● **Exercise details**: Pull from the listing below each line that contains the word "wooden", and copy those lines in the order they appear.

● **Extracted data**:
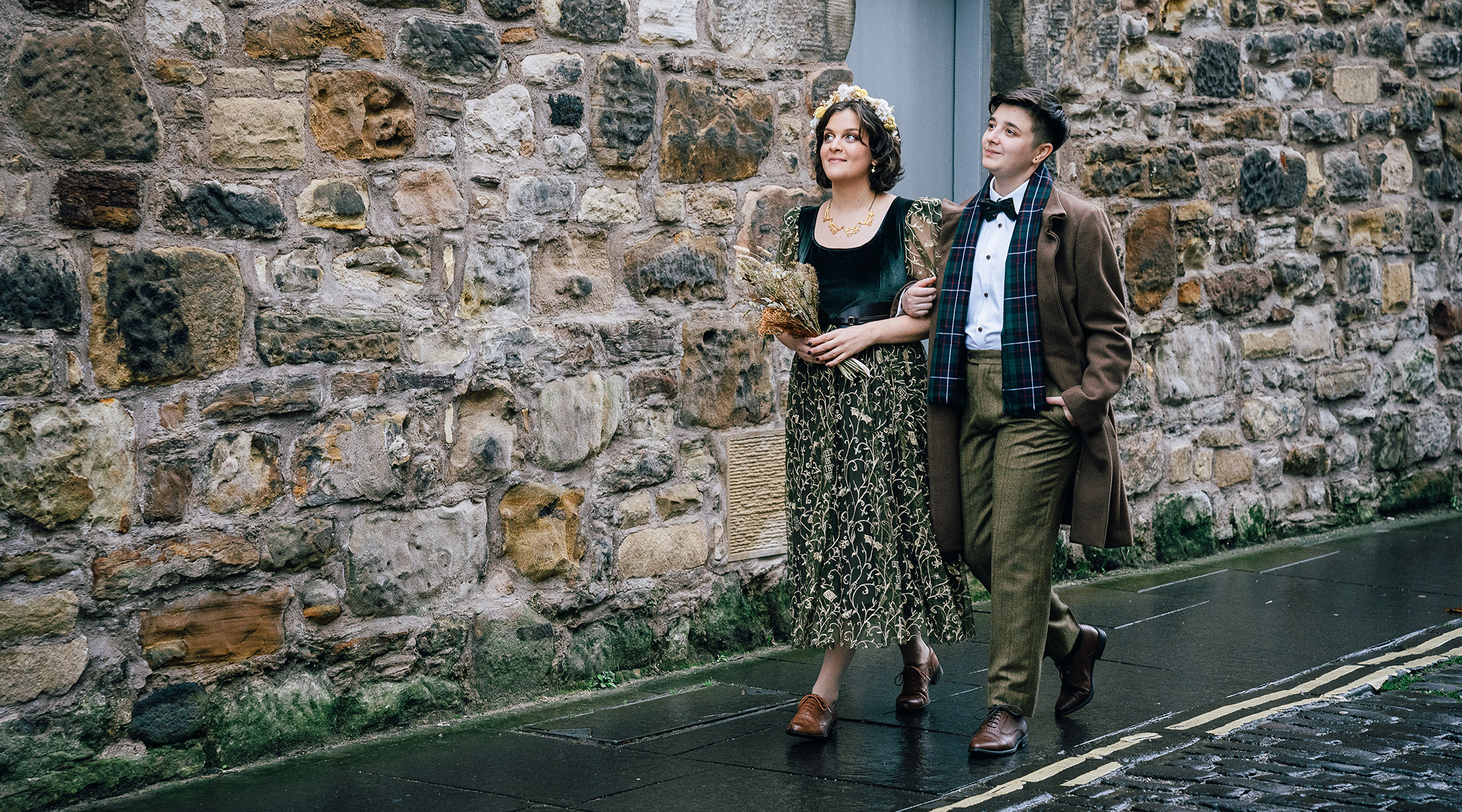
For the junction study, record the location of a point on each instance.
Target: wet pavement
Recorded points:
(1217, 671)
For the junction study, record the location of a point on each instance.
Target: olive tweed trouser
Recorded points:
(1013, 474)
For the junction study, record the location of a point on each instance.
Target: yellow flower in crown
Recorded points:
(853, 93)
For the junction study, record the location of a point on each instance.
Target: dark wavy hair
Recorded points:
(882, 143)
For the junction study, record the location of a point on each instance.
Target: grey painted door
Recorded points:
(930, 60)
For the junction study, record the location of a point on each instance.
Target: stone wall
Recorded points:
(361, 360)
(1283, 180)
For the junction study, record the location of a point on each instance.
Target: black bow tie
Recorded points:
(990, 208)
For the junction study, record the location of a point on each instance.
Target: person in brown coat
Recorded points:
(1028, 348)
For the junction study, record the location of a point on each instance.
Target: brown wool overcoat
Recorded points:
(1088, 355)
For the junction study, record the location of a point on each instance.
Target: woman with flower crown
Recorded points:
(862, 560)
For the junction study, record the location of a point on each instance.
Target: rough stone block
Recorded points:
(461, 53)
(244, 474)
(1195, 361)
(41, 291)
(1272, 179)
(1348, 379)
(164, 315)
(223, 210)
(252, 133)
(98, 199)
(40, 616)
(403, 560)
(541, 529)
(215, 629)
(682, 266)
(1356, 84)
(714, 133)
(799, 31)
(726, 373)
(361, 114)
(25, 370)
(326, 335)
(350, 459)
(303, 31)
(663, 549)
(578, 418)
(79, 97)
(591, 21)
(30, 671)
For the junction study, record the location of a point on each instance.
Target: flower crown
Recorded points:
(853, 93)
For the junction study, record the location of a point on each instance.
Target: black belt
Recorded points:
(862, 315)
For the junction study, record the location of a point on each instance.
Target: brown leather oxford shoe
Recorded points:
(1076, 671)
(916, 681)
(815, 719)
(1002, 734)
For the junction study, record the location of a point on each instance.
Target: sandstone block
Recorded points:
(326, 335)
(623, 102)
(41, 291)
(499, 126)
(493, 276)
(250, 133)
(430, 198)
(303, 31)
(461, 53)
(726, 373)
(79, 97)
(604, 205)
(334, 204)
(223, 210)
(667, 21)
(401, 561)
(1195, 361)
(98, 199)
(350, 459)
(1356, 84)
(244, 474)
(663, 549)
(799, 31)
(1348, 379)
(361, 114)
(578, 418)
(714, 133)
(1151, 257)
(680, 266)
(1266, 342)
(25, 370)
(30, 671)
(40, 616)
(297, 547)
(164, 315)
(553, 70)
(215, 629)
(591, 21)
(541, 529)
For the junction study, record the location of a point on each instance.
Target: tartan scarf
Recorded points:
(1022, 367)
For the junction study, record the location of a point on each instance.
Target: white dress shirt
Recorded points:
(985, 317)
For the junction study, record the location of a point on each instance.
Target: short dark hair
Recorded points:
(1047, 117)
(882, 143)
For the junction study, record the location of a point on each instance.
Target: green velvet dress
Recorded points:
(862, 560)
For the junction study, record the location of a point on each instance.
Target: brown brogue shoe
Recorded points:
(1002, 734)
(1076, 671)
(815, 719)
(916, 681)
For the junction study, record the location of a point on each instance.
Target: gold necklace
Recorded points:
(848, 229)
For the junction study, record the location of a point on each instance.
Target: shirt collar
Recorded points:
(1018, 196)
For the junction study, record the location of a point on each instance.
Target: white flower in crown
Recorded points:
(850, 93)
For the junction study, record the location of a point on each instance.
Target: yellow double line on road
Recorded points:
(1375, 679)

---

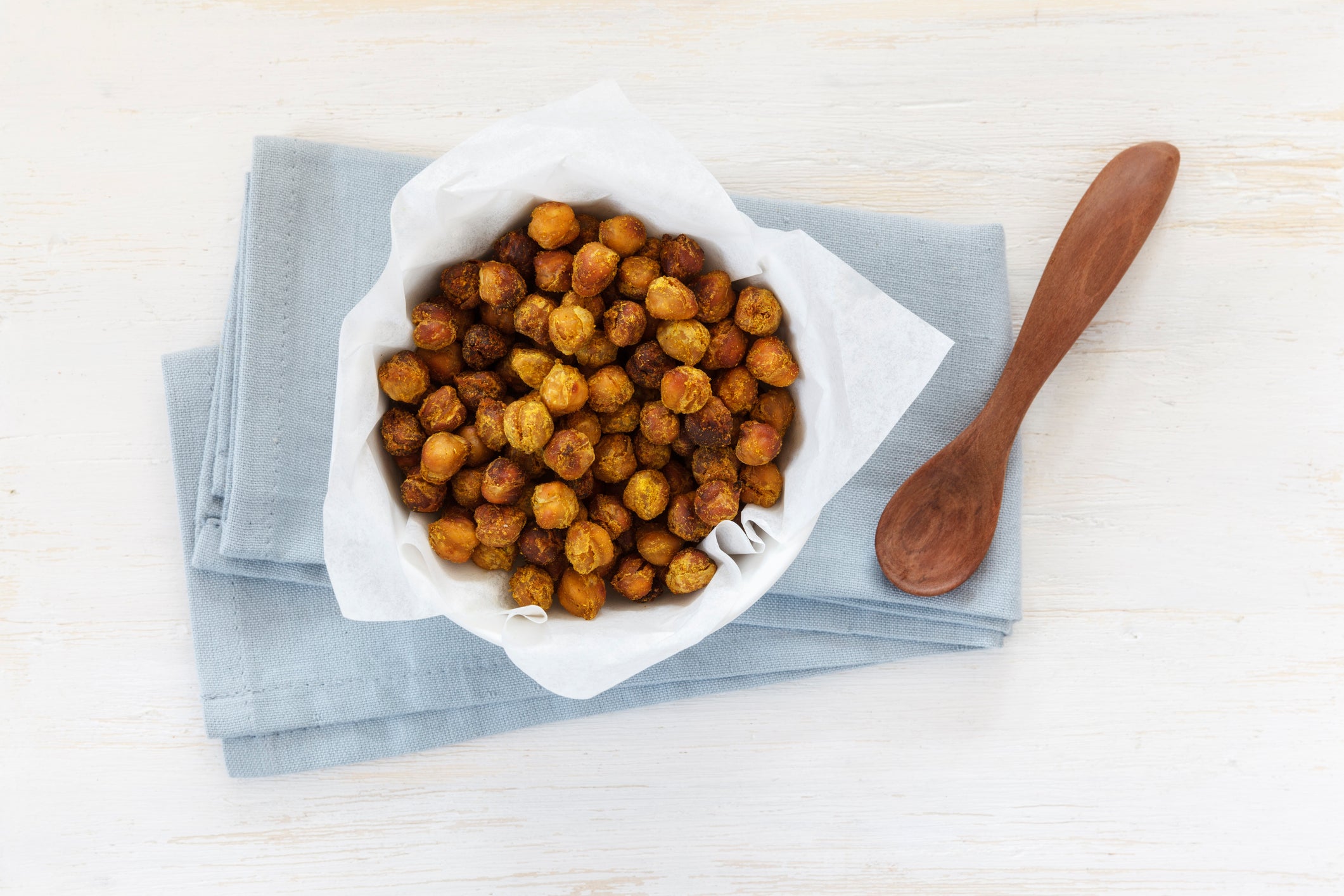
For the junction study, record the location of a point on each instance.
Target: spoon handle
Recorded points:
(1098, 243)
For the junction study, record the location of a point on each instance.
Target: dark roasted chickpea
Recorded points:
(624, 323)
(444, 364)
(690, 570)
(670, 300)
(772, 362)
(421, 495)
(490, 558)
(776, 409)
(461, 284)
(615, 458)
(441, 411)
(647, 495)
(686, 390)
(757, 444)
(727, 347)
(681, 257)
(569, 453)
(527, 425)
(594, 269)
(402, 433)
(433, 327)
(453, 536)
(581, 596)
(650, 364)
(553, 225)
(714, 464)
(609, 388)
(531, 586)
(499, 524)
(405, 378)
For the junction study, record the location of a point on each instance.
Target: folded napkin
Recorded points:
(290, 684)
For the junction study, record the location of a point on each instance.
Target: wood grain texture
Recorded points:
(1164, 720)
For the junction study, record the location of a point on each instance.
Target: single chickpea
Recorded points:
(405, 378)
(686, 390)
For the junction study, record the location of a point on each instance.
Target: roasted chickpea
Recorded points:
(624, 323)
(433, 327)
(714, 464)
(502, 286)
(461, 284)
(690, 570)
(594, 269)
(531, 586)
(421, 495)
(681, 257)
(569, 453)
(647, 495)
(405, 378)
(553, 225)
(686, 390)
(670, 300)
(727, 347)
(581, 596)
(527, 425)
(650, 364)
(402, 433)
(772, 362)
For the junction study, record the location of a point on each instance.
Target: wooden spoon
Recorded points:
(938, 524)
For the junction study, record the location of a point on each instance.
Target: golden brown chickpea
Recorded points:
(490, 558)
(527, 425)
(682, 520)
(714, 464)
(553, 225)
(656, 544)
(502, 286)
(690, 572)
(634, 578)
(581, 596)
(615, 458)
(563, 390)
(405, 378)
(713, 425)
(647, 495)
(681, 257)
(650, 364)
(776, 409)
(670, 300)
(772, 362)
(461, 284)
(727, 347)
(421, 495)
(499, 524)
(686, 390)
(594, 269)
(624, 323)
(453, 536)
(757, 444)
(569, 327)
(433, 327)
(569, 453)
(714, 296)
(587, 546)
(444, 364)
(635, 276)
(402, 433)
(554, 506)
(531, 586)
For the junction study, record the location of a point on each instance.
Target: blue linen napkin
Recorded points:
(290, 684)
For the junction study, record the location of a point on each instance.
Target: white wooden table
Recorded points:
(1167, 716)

● **Expected answer**:
Target: wooden spoon
Target: white wooden table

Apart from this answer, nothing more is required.